Location labeling records -
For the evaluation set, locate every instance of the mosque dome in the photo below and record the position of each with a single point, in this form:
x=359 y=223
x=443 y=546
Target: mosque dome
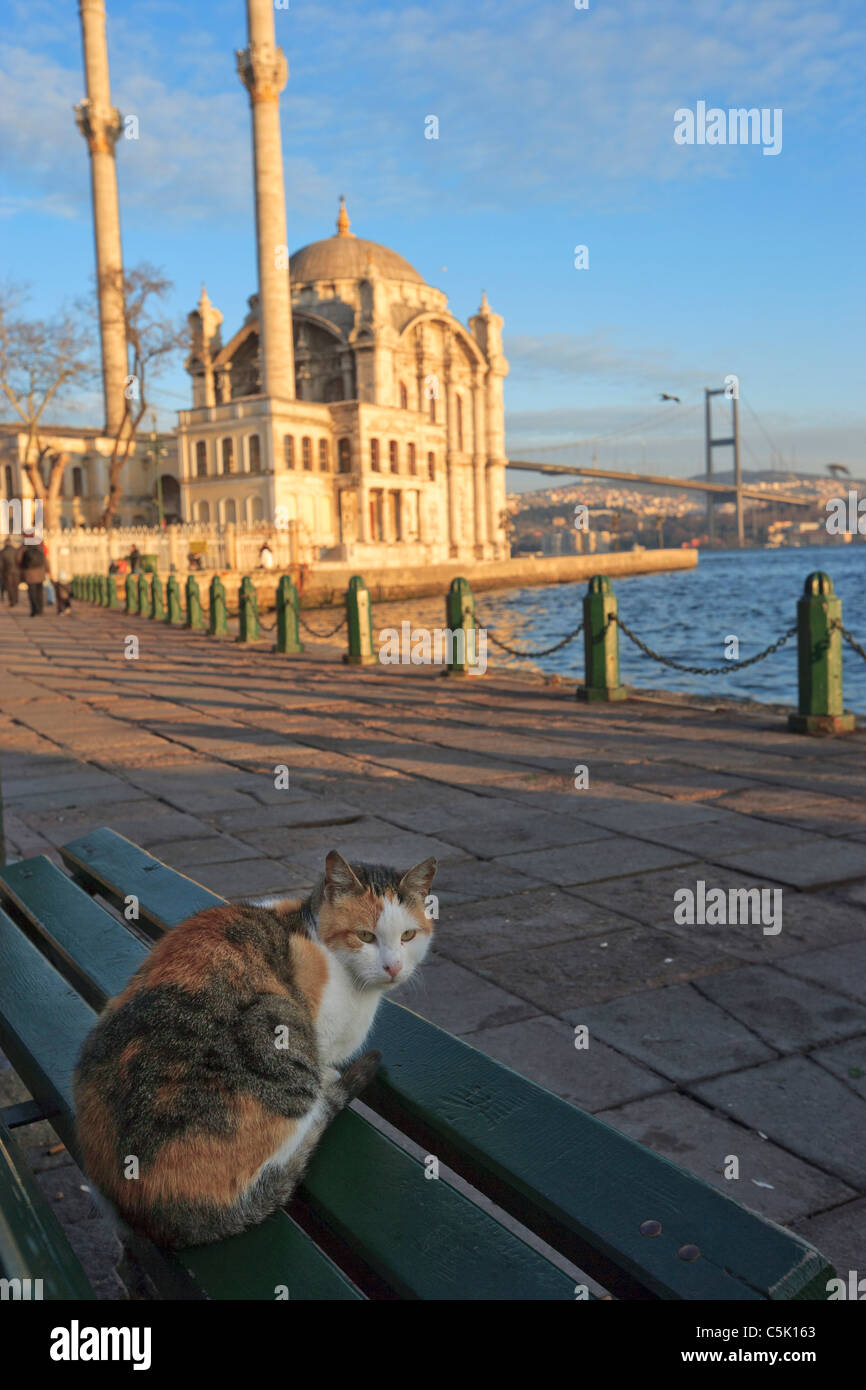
x=346 y=256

Goal - Reproduce every item above word for word, leaving out the pictures.

Full output -
For the evaluation set, locate every instance of the mosque dome in the photo below and record the position of each with a single point, in this form:
x=359 y=223
x=443 y=546
Target: mosque dome
x=346 y=256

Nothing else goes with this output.